• _What the exercise asks_: Lines with "white": copy each one from the listing below.

• _Data for the task_:
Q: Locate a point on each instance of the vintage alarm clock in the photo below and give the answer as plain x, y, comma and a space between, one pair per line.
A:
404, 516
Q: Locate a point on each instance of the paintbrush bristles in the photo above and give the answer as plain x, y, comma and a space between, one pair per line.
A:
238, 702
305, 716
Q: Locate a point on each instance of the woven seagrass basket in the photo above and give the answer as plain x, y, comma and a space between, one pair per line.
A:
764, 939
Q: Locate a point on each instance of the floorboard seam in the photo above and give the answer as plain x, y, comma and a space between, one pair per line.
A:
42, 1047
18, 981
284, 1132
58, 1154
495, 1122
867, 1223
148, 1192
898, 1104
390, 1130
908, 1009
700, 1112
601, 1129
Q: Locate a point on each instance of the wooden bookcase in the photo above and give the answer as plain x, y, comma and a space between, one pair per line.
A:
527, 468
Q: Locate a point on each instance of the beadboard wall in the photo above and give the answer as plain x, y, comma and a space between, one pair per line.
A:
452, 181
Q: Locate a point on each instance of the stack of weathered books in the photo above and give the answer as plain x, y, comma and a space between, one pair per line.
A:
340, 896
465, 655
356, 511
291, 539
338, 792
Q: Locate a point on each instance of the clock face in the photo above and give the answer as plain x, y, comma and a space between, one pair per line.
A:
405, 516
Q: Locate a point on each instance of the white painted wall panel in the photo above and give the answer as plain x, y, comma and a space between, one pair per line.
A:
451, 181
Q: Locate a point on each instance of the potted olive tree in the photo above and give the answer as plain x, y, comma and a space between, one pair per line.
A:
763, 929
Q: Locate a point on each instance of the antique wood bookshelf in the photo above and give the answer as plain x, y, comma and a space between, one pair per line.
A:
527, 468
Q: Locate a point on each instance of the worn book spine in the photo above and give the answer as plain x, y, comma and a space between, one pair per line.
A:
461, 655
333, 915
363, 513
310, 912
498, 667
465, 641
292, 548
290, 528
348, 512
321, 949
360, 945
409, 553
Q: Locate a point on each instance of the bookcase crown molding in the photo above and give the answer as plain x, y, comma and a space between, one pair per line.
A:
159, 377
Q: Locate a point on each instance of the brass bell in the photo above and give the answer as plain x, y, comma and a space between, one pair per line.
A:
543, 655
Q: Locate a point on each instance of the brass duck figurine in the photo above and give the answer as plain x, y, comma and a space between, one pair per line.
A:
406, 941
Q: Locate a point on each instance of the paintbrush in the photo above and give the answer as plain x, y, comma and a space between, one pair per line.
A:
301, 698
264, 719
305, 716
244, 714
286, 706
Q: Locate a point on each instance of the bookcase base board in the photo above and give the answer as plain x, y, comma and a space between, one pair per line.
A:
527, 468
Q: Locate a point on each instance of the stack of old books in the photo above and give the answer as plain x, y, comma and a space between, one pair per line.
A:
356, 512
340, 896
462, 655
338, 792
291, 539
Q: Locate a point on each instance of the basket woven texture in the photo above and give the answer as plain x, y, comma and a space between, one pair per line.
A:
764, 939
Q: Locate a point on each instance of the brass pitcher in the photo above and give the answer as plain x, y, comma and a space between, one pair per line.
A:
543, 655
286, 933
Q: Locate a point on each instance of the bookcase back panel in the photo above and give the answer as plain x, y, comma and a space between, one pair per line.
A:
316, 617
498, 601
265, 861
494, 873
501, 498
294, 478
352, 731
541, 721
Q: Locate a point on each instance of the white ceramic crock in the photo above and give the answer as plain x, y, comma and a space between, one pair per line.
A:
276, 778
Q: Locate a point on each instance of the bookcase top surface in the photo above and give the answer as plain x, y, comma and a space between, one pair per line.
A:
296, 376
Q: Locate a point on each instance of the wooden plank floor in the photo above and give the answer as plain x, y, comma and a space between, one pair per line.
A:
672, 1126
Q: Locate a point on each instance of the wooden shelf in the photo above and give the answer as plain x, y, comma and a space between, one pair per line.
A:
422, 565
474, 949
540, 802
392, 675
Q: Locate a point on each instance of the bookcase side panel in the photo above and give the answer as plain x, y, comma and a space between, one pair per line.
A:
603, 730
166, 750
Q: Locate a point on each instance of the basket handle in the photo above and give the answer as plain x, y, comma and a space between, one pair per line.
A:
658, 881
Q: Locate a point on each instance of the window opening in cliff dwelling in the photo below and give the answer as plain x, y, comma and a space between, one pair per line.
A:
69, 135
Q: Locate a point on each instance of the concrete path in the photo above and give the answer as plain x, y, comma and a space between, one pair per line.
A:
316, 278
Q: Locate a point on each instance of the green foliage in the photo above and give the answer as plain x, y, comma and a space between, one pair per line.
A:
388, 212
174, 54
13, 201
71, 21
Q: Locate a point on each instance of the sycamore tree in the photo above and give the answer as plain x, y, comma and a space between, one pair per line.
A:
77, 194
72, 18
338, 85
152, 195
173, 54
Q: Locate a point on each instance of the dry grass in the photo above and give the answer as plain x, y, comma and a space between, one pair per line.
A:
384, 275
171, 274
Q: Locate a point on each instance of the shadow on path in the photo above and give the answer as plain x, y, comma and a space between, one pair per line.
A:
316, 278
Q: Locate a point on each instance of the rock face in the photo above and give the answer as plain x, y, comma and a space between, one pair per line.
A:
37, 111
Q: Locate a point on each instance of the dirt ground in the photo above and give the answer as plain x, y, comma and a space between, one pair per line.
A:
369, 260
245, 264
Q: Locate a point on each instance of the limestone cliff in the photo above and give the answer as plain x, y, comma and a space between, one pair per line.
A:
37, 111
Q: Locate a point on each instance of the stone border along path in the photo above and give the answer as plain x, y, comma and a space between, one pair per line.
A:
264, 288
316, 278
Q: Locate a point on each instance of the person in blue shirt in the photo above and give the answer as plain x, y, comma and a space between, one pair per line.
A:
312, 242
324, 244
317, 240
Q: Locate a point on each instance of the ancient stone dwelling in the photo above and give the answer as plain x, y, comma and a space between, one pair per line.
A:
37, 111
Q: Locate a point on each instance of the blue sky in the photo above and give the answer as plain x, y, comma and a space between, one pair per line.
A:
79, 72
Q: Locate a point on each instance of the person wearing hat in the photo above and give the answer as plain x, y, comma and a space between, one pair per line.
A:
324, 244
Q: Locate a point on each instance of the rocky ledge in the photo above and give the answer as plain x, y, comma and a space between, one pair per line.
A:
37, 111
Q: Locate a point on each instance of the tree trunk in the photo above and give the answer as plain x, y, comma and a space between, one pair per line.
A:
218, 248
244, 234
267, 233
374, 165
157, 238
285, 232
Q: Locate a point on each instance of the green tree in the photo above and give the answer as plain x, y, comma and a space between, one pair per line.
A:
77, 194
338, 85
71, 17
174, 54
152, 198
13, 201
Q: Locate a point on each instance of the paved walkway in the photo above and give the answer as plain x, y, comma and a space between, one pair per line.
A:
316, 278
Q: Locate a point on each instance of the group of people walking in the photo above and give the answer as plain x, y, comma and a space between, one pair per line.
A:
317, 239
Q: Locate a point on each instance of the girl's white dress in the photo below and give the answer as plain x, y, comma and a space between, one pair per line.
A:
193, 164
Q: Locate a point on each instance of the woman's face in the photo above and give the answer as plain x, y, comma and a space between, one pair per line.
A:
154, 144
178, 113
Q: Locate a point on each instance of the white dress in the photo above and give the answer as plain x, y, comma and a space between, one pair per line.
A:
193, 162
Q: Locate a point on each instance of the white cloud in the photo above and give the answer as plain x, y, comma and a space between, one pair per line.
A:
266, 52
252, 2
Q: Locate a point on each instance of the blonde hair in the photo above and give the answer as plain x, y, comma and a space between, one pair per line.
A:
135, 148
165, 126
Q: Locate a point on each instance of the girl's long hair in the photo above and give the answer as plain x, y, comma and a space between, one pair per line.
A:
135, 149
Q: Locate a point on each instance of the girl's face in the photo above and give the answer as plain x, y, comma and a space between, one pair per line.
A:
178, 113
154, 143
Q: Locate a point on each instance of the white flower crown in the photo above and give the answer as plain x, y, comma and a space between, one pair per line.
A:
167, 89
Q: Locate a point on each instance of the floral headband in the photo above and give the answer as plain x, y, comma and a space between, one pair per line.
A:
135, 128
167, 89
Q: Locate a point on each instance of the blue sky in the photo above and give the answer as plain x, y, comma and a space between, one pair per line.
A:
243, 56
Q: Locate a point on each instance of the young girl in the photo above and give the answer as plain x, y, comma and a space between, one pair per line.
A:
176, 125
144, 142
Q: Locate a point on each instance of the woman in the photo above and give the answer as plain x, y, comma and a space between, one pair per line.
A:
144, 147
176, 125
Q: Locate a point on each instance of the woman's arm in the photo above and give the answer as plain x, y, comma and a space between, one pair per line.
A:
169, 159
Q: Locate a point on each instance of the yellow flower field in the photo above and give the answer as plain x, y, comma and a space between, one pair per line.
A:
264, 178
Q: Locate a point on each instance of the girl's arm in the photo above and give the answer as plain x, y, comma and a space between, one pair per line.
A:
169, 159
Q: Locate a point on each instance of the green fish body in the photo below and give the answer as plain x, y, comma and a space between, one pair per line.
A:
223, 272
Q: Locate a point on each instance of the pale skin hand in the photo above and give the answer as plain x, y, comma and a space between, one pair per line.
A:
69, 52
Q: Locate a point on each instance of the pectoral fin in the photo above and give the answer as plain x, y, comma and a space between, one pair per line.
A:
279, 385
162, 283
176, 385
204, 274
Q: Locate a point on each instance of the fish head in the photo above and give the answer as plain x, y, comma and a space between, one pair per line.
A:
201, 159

• _Written solution_:
Q: Locate a point on each instance of the white painted wall panel in the photo above and give the answer as plain x, y, comma and a space between, one pair per line.
Q: Locate a point on each instance of the white ceramic crock in the photo above and give the answer as plain x, y, comma and a space between, one pair per line.
Q: Locate a point on each instance of the girl's white dress in the photo below and give the answer as plain x, y, comma and a space between, one pair per line.
Q: Locate a point on each instance of the white dress in the photo above and give the answer as plain x, y, comma and a space between, one pair per line.
Q: Locate a point on each instance of the white cloud in the photo above and give the answer as plain x, y, comma and a space between, one pair per line.
Q: Locate a point on each instance of the white flower crown in the photo above and give the answer as plain x, y, comma and a space between, one pair per line.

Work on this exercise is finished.